YOUR INSTRUCTIONS:
How many lines in the records below contain the string "border", matching case exactly? Reply with the number alone.

TASK DATA:
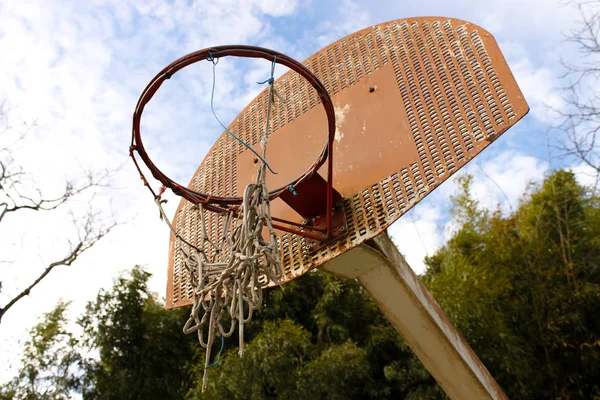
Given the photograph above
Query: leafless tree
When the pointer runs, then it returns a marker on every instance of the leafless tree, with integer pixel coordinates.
(581, 113)
(19, 195)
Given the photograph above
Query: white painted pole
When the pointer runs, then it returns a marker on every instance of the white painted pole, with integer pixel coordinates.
(415, 314)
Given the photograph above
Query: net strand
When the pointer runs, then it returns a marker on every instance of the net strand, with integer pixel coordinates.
(228, 277)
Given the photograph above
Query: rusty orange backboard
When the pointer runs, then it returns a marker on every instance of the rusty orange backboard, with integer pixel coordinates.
(415, 100)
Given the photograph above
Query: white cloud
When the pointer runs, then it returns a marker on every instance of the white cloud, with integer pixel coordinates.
(79, 67)
(418, 234)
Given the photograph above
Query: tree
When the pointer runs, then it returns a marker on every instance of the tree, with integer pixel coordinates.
(51, 363)
(581, 112)
(142, 350)
(19, 194)
(523, 289)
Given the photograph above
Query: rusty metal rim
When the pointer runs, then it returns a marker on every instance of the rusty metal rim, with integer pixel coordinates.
(220, 203)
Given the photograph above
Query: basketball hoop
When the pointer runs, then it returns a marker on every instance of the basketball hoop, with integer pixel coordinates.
(228, 275)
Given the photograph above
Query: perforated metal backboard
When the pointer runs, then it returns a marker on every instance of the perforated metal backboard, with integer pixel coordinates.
(415, 100)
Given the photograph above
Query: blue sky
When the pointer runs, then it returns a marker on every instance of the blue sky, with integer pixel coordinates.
(77, 68)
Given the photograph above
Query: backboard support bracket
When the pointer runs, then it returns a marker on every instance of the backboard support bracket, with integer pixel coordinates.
(309, 200)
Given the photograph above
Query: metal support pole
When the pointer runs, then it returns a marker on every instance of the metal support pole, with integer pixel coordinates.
(406, 303)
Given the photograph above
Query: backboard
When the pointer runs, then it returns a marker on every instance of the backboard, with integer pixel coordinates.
(415, 99)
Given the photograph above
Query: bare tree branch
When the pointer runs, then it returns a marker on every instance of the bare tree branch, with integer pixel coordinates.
(580, 116)
(18, 193)
(90, 232)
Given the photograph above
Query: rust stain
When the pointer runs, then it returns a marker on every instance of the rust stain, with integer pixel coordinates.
(442, 92)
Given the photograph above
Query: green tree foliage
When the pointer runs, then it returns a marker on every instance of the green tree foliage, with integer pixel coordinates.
(51, 363)
(523, 288)
(318, 338)
(142, 351)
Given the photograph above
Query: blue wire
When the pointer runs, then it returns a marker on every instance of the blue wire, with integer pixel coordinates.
(212, 108)
(218, 355)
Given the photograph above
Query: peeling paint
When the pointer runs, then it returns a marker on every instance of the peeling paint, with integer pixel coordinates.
(340, 118)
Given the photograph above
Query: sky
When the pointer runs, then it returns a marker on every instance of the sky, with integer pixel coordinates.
(77, 68)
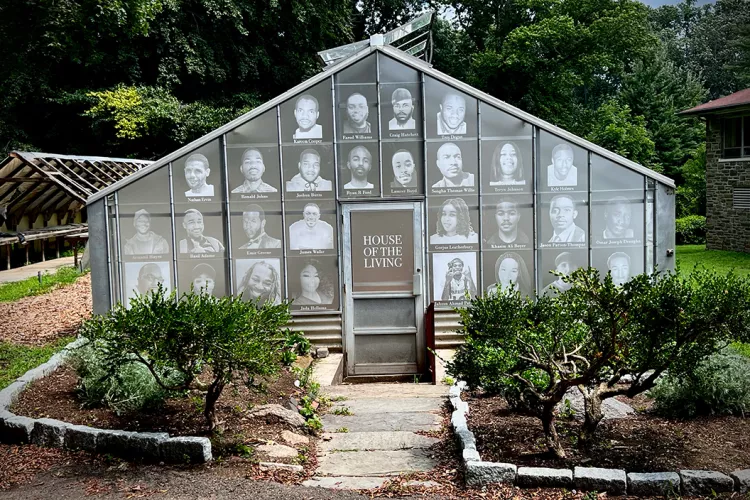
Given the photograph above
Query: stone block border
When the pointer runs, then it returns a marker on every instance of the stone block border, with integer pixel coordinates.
(613, 481)
(154, 446)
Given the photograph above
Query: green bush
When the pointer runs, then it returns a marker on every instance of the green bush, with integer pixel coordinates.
(720, 385)
(129, 388)
(691, 230)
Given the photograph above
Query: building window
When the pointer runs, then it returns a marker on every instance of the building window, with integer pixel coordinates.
(736, 134)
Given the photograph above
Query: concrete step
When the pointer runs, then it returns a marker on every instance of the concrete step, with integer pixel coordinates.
(353, 441)
(375, 463)
(362, 405)
(368, 422)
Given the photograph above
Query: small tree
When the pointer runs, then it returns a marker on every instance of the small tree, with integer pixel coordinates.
(589, 337)
(232, 337)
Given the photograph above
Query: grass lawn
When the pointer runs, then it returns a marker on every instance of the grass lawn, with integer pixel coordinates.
(717, 260)
(15, 360)
(28, 287)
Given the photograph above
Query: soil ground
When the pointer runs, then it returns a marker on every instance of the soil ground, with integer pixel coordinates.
(641, 443)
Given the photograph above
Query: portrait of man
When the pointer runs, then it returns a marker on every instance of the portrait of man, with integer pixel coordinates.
(145, 241)
(308, 178)
(562, 216)
(252, 168)
(311, 233)
(204, 279)
(563, 264)
(196, 174)
(196, 242)
(450, 118)
(357, 112)
(450, 164)
(562, 172)
(403, 111)
(458, 281)
(617, 215)
(403, 170)
(507, 217)
(359, 164)
(306, 112)
(254, 225)
(619, 265)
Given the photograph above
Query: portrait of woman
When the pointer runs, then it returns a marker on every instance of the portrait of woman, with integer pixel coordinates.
(507, 166)
(454, 224)
(512, 275)
(315, 286)
(261, 283)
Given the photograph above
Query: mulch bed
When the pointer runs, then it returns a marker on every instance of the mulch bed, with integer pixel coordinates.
(641, 443)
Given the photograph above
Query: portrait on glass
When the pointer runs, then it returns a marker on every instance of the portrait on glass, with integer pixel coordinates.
(310, 232)
(454, 276)
(253, 167)
(512, 273)
(308, 178)
(453, 224)
(195, 241)
(259, 280)
(145, 241)
(508, 223)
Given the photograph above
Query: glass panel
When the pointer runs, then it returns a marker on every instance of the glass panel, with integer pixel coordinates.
(383, 251)
(308, 117)
(313, 283)
(403, 169)
(451, 114)
(382, 313)
(506, 166)
(452, 167)
(509, 270)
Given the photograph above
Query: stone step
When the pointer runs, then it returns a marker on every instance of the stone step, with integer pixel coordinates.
(375, 463)
(390, 405)
(374, 441)
(368, 422)
(345, 483)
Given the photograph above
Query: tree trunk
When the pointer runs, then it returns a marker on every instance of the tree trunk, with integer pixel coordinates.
(214, 391)
(550, 431)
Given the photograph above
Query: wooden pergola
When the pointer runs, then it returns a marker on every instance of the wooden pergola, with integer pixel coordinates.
(34, 184)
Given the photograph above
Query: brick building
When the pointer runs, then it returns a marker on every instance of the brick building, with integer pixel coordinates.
(727, 170)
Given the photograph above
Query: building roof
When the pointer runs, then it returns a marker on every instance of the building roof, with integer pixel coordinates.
(736, 100)
(408, 60)
(34, 183)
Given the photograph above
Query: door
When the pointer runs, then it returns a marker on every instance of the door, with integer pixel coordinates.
(383, 285)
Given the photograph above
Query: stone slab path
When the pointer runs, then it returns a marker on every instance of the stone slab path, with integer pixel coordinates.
(379, 438)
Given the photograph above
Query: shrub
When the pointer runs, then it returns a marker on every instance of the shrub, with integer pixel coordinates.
(720, 385)
(691, 230)
(129, 388)
(233, 337)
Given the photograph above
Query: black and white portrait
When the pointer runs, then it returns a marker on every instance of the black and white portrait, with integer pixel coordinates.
(508, 223)
(195, 241)
(310, 232)
(145, 241)
(259, 280)
(454, 276)
(510, 271)
(253, 166)
(308, 178)
(453, 225)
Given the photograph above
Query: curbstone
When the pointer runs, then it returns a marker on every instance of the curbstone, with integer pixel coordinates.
(653, 484)
(613, 481)
(705, 482)
(49, 432)
(16, 430)
(481, 473)
(544, 477)
(741, 480)
(183, 448)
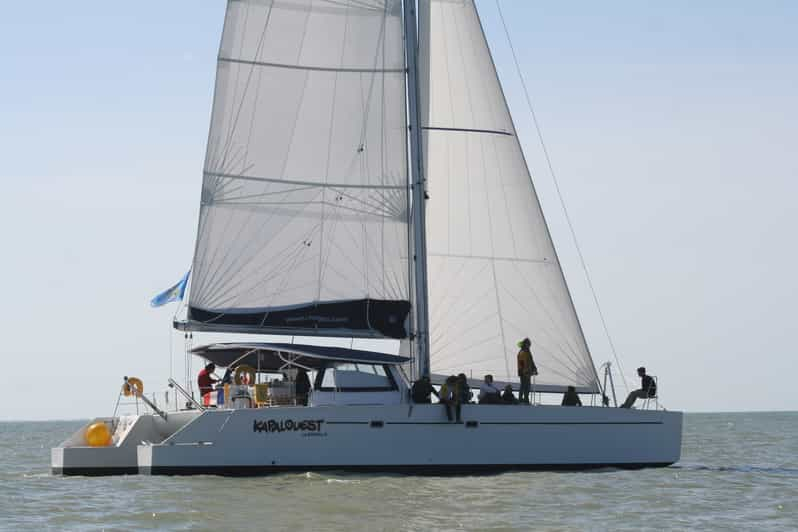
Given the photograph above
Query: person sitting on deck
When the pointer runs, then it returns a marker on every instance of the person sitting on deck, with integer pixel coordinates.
(449, 397)
(488, 393)
(507, 397)
(648, 388)
(205, 380)
(422, 391)
(571, 398)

RESULT OF THE TASK:
2